Excerpts of location labeling data

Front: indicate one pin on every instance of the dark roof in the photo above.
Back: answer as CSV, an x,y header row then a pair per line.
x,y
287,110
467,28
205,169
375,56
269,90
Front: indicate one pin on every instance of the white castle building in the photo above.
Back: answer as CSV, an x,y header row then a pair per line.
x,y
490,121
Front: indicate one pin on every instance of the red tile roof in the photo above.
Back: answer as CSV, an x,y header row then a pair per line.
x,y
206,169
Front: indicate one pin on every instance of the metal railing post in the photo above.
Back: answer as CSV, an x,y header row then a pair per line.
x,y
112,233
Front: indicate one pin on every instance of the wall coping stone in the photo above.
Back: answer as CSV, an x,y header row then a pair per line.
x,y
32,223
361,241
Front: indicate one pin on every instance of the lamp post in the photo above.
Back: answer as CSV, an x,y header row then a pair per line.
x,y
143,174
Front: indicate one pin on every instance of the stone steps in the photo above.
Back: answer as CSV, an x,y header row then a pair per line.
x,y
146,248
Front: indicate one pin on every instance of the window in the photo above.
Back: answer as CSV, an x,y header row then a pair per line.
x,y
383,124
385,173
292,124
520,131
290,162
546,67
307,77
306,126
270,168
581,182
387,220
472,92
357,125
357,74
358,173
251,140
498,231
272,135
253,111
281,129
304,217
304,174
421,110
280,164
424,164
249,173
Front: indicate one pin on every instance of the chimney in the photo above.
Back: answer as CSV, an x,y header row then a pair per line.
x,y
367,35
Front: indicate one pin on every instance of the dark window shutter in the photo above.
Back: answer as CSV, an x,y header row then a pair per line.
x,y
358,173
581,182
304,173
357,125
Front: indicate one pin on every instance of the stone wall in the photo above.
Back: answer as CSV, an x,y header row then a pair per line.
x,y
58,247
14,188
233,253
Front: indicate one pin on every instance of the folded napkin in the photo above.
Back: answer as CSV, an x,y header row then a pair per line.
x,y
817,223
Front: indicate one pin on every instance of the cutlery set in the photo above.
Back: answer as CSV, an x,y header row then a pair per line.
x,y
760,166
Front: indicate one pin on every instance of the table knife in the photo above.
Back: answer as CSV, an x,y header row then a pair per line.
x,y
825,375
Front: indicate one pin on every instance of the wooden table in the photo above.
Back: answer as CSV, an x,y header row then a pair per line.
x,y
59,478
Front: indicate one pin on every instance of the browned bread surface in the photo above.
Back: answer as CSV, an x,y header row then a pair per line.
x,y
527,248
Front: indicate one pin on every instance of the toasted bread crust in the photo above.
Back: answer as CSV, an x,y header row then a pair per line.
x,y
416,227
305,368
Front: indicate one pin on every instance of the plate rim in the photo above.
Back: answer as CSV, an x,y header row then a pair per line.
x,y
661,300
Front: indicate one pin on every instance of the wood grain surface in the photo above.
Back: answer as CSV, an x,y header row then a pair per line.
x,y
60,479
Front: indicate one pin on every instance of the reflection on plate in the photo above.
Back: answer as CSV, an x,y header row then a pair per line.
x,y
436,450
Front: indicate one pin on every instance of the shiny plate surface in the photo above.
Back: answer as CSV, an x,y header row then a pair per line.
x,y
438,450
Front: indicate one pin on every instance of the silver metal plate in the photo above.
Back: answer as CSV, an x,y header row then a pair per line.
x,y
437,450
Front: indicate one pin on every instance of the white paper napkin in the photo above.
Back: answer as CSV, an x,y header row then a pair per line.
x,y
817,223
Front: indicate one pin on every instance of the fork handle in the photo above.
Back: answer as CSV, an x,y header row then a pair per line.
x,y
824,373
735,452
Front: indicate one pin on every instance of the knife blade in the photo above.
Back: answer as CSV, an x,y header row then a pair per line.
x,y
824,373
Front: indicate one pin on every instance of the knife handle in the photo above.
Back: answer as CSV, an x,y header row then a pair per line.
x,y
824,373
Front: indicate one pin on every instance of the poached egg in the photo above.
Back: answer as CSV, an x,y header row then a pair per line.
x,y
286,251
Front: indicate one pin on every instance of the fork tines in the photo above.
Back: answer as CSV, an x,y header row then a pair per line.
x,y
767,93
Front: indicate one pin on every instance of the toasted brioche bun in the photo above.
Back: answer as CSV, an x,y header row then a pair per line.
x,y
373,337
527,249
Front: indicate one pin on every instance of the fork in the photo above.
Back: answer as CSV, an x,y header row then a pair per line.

Exercise directions: Take the line that contains "Front: indicate one pin on every instance of the toasted bread" and every line after it through the end of the listing above, and repeat them exactly.

Output:
Front: indicate one pin on every instance of the toasted bread crust in the photo above.
Back: answer as CSV, an x,y header row then a pair per line.
x,y
416,227
305,368
Front: indicate one pin on every instance of the plate rim in the photo above.
Back: answer as CSV, an x,y header row then a pair per line.
x,y
661,300
Front: indicate one pin on every instance of the wood grain surface in the photo above.
Back: answer as CSV, an x,y header row then a pair per line.
x,y
60,479
Front: indicate one pin on every instance of the reflection on plate in the photo above.
Back: answer as CSV, an x,y header row then a pair per line.
x,y
436,450
Front: indicate one pin on every instance of the shiny plate surface in the photo above.
Back: answer as CSV, an x,y header row then a pair per line.
x,y
438,450
Front: indicate one pin on every instance of the silver metal plate in the photo above.
Back: answer as CSV, an x,y header row then a pair per line.
x,y
437,450
Front: indicate one pin on every instance of the white paper napkin in the photo above.
Back: answer as CSV, an x,y header row then a pair per line.
x,y
817,223
Front: indicate one pin on every instance of the fork handle in the photo above.
Back: answer as CSV, an x,y header row then a pair per line.
x,y
824,373
735,452
Front: indicate one pin on every instance of the knife blade in the photo above.
Back: answer as CSV, an x,y header row then a pair per line.
x,y
824,373
Front: indicate one pin on every instance of the knife handle in the photo above.
Back: answer as CSV, an x,y header row then a pair per line.
x,y
824,373
Front: indicate one pin on every instance of the poached egg in the photo above.
Back: answer as CSV, an x,y header row then a pair per line.
x,y
286,251
Front: indicate one pin on every instance of the fork tines in the photo above.
Back: answer as CSV, an x,y header row then a pair per line.
x,y
767,93
Front: indicate one pin on every instance of the toasted brioche bun in the photo above.
Back: answer as CSV, an x,y header row then a pair per line.
x,y
373,337
527,249
Front: indicate one pin on every instance of the fork in the photo above.
Back: answer as CSV, an x,y header row then a pair per line.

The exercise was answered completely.